■ **Directions for this task**: Reproduce exactly the final portion of the data: every line from the one containing "[detect] logo on shirt sleeve" through the last line, inclusive.

· · ·

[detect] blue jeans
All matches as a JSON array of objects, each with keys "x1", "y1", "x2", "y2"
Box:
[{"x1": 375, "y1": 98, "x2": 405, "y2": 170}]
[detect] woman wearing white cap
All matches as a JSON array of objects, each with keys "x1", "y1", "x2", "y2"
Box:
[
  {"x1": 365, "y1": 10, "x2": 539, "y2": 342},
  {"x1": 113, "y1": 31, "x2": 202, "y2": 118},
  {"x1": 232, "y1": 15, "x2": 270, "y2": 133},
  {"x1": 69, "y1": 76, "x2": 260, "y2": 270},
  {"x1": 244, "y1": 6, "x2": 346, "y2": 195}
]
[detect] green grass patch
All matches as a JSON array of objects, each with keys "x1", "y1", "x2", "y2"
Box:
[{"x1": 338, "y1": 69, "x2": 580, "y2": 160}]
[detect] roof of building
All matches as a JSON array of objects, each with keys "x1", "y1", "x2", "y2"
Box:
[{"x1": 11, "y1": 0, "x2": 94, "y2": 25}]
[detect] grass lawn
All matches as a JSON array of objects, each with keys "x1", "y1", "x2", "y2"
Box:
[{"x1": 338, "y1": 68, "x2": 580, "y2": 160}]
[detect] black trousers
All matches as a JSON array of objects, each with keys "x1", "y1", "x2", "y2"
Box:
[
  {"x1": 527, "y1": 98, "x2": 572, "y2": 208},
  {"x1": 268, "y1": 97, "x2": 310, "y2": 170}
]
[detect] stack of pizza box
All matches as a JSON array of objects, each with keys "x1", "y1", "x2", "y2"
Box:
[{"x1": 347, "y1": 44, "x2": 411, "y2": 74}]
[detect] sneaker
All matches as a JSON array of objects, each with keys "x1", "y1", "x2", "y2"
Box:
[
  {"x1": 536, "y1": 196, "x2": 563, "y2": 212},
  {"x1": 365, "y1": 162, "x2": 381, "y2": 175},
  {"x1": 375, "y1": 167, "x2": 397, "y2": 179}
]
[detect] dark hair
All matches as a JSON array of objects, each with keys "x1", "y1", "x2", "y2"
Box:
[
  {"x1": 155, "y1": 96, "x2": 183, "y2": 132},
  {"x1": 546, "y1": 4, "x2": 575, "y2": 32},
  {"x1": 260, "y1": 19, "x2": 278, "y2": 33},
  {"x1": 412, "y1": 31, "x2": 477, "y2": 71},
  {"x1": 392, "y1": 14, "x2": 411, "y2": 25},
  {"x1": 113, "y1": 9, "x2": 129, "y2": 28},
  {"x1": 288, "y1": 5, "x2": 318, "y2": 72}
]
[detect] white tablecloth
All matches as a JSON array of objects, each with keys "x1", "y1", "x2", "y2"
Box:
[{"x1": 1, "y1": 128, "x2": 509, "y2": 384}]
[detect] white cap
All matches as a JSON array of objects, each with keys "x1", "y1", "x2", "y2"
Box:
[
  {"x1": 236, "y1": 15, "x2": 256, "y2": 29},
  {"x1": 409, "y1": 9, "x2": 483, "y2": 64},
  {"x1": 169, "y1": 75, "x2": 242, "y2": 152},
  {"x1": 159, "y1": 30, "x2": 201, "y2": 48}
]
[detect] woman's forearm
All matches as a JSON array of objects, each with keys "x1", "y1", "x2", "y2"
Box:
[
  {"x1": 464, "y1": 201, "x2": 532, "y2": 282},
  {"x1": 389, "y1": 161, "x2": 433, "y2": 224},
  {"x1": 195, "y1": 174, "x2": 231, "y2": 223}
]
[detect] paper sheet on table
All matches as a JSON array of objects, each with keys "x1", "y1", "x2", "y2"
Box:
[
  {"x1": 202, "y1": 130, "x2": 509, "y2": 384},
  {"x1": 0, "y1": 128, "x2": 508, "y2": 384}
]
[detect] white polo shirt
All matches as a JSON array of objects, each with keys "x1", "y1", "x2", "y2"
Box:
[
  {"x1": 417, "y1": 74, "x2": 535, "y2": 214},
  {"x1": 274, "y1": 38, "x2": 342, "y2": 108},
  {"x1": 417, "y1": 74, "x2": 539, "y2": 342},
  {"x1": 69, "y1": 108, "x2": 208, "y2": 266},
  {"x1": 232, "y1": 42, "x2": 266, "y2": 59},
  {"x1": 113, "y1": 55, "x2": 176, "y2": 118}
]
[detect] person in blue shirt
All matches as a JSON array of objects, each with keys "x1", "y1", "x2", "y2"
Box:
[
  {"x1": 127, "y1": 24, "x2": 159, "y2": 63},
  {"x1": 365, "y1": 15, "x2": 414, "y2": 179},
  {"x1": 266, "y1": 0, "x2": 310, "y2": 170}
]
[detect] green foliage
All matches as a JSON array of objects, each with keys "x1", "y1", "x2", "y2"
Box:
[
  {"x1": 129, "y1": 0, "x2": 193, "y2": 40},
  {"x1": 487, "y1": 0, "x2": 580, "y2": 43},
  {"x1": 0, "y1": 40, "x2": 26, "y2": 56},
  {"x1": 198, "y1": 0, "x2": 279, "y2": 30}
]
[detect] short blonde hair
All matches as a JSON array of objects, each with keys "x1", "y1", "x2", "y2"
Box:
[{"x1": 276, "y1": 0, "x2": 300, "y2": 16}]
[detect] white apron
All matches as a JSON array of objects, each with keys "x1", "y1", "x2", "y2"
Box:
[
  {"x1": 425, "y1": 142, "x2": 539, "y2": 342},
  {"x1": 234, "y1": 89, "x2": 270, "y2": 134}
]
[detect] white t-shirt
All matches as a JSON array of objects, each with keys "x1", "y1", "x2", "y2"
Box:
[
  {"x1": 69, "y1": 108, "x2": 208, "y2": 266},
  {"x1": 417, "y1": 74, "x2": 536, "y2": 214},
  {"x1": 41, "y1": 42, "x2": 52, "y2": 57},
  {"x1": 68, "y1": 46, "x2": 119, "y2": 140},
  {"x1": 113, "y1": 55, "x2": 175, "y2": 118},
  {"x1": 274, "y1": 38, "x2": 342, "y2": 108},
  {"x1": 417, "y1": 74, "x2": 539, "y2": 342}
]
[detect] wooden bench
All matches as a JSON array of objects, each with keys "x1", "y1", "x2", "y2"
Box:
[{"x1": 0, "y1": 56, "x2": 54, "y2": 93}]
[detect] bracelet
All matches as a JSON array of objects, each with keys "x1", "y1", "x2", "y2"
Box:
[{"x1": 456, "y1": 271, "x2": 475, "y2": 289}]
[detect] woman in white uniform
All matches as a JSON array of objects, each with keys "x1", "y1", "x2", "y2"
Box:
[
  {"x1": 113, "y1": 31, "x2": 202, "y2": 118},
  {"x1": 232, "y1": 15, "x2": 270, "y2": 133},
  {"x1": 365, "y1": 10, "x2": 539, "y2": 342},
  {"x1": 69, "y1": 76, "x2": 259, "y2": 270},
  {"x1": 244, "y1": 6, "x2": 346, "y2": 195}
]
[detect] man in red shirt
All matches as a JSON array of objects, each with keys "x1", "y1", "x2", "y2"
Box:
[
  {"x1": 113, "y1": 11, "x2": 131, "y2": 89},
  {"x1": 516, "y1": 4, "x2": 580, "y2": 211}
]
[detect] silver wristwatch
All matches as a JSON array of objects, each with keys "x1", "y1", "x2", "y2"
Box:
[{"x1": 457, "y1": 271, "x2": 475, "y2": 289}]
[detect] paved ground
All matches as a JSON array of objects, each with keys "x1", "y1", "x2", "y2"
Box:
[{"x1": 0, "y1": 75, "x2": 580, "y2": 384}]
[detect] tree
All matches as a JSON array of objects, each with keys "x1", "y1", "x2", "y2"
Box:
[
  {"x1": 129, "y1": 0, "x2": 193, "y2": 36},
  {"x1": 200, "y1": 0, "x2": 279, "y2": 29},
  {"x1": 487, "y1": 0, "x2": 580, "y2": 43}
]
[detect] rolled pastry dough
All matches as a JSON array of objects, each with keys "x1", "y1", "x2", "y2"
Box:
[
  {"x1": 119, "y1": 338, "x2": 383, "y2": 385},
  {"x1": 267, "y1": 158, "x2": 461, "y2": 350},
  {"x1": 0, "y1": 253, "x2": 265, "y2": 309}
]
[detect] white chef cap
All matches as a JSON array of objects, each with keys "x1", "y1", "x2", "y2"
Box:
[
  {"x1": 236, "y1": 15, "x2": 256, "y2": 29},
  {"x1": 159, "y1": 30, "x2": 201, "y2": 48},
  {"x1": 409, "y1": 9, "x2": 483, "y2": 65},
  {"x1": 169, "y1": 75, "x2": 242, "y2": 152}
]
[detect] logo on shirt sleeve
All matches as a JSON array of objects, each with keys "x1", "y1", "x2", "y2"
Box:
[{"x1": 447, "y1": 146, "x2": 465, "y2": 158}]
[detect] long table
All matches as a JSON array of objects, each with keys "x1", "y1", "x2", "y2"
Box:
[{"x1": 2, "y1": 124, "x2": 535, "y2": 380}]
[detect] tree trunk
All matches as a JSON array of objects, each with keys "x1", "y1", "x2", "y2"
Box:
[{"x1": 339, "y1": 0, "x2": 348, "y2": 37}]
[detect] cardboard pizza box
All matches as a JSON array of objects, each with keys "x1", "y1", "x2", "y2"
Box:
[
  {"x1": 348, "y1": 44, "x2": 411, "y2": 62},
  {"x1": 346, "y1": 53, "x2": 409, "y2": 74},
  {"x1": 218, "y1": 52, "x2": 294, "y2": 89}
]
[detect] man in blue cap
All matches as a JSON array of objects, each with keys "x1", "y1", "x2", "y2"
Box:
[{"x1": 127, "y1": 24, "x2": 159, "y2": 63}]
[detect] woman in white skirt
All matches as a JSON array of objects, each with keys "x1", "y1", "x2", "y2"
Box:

· · ·

■ **Result below**:
[detect] logo on shirt sleeve
All matches as a JSON array of objects, each with keys "x1", "y1", "x2", "y2"
Box:
[{"x1": 447, "y1": 146, "x2": 465, "y2": 158}]
[detect] long table
All matches as a JSON array of objects, each with keys "x1", "y1", "x2", "y2"
Box:
[{"x1": 2, "y1": 124, "x2": 535, "y2": 380}]
[detect] tree trunk
All matches as a JSON array of objects, each with keys "x1", "y1", "x2", "y2"
Box:
[{"x1": 339, "y1": 0, "x2": 348, "y2": 37}]
[detect] cardboard pizza box
All matches as a JSON array of objects, each with keys "x1", "y1", "x2", "y2"
Box:
[
  {"x1": 348, "y1": 44, "x2": 411, "y2": 62},
  {"x1": 346, "y1": 53, "x2": 409, "y2": 74},
  {"x1": 218, "y1": 52, "x2": 294, "y2": 89}
]
[detect] man in blue cap
All matches as a JSON array of objects, each with keys "x1", "y1", "x2", "y2"
Box:
[{"x1": 127, "y1": 24, "x2": 159, "y2": 63}]
[detect] woman in white skirt
All matches as a JSON array of objects, each with keys "x1", "y1", "x2", "y2"
Box:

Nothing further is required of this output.